===== PROVIDED ENTRIES

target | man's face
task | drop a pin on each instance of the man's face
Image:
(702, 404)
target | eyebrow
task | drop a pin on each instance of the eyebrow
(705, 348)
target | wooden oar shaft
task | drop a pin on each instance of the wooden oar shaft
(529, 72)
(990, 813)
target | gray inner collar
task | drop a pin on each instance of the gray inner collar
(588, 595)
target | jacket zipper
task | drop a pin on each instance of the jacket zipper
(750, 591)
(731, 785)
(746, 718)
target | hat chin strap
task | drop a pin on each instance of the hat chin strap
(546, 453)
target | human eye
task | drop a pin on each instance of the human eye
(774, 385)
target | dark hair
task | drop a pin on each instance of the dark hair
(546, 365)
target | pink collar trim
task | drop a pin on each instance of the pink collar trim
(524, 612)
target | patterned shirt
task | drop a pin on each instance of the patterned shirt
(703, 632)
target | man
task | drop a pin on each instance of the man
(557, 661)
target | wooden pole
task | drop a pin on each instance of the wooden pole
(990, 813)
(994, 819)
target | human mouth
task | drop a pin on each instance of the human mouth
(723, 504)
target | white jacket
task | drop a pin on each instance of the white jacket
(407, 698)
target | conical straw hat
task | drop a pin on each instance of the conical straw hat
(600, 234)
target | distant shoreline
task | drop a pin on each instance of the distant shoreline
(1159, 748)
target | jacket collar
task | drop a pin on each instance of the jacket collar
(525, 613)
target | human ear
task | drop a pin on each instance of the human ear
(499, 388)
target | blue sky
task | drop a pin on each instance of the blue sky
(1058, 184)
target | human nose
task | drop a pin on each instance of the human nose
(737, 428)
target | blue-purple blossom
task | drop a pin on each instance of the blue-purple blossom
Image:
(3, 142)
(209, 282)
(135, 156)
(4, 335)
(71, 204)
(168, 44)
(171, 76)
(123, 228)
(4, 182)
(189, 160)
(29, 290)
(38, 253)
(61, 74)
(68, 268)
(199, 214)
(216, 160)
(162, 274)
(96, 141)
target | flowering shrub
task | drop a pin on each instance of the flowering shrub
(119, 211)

==========

(EXERCISE DIRECTIONS) Pull out every line of the entries that includes the word "face".

(YOUR SOLUTION)
target | man's face
task | drop a pin on each instance of the man's face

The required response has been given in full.